** START DOCUMENT EXCERPT **
NOW, THEREFORE, in consideration of the mutual promises contained herein,
the parties agree as follows:
1. Compensation. Section 3A of the Agreement is revised to read as follows:
A. Executive shall be paid a base salary of $240,000 per year payable in
installments according to the company's regular payroll schedule.
2. Term and Termination. Section 5A of the Agreement is revised to read as
follows:
A. The term of this Agreement shall commence on July 1, 2006 and shall
continue to September 30, 2009. Thereafter, the Agreement shall be
renewed upon mutual agreement of Executive and the Company.
3. Restricted Stock Award. In connection with this Second Amendment, the Company
hereby awards to Executive 200,000 shares of restricted stock, which is granted
pursuant and subject to the terms of the Company's 2005 Stock Incentive Plan.
The restricted shares shall vest on the third anniversary of the grant date, and
are subject to forfeiture if Xx. Xxxx'x employment is terminated prior to the
vesting date.
** END DOCUMENT EXCERPT **
== WHAT IS ASKED ==
(a) Reproduce the stretch of the amendment excerpt from "NOW, THEREFORE, in" through "Stock Incentive Plan." word for word.
(b) Answer these questions from the amendment excerpt:
(i) What annual base salary is Executive to be paid?
(ii) On what date does the term of the Agreement end?
(iii) Under which plan are the 200,000 restricted shares granted?
** START LISTED ENTRIES **
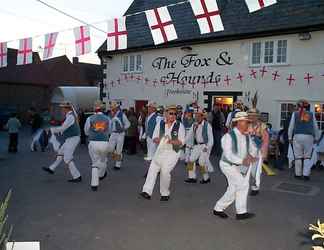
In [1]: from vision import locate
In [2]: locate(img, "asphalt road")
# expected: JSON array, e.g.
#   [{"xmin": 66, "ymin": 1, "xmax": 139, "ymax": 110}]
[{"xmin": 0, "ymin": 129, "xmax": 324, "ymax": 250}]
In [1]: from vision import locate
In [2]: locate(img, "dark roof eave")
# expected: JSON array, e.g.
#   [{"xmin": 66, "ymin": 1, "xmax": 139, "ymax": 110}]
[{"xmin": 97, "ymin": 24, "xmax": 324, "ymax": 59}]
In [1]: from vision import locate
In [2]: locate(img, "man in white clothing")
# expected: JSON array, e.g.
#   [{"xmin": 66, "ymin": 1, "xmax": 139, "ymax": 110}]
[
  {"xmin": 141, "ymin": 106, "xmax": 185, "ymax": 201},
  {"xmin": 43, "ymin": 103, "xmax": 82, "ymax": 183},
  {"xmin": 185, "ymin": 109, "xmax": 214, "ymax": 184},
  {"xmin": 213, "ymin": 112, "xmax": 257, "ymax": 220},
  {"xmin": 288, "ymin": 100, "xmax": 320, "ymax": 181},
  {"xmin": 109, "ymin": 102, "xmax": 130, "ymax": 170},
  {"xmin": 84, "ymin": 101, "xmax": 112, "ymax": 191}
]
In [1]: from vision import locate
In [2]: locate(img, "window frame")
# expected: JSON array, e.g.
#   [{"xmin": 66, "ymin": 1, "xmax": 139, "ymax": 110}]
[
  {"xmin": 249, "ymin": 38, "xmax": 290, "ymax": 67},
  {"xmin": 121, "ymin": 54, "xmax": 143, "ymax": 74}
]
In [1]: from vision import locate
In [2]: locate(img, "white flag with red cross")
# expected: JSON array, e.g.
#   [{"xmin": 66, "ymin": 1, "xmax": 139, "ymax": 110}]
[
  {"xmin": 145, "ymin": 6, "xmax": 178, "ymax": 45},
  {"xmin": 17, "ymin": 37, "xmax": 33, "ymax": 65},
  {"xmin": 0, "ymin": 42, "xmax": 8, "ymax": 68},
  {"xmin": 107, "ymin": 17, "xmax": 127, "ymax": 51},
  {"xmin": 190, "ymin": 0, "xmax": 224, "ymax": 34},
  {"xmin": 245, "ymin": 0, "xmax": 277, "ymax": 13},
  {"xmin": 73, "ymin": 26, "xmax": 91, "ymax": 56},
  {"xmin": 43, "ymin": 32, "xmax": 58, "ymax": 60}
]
** END LISTED ENTRIES **
** START LISTED ENTRIES **
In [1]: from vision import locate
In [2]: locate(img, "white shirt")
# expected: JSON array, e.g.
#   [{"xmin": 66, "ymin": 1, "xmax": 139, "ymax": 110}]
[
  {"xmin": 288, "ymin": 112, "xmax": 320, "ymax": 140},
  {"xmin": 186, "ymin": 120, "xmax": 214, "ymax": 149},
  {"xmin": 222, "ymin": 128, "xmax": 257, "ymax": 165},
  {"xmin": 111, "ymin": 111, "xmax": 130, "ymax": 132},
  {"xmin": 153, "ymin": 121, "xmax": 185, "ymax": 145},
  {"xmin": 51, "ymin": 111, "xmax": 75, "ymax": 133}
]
** END LISTED ENTRIES **
** START LISTED ENTRIES **
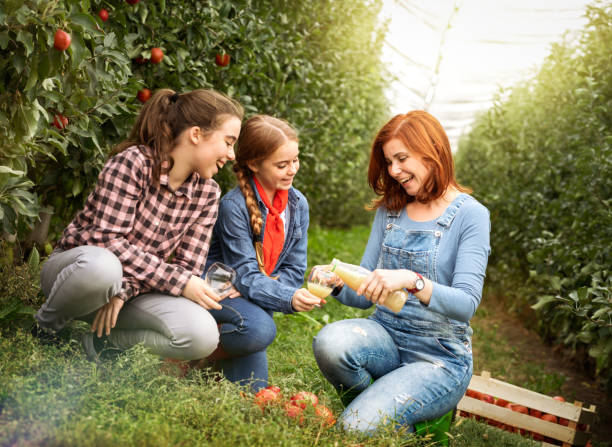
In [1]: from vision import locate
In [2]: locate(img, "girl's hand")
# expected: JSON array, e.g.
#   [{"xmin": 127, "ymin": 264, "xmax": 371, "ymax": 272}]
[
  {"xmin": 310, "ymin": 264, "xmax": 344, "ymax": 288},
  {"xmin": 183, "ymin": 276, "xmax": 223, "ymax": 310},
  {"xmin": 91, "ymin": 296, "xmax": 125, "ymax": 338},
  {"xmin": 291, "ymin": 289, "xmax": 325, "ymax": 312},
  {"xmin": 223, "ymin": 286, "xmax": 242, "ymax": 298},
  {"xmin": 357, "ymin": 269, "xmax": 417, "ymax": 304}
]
** END LISTED ENTRIES **
== SOLUTIONS FOR EACH TASK ==
(a)
NOW, THEREFORE, in consideration of the mutual promises contained herein,
the parties agree as follows:
1. Compensation. Section 3A of the Agreement is revised to read as follows:
A. Executive shall be paid a base salary of $240,000 per year payable in
installments according to the company's regular payroll schedule.
2. Term and Termination. Section 5A of the Agreement is revised to read as
follows:
A. The term of this Agreement shall commence on July 1, 2006 and shall
continue to September 30, 2009. Thereafter, the Agreement shall be
renewed upon mutual agreement of Executive and the Company.
3. Restricted Stock Award. In connection with this Second Amendment, the Company
hereby awards to Executive 200,000 shares of restricted stock, which is granted
pursuant and subject to the terms of the Company's 2005 Stock Incentive Plan.

(b)
(i) $240,000 per year
(ii) September 30, 2009
(iii) The Company's 2005 Stock Incentive Plan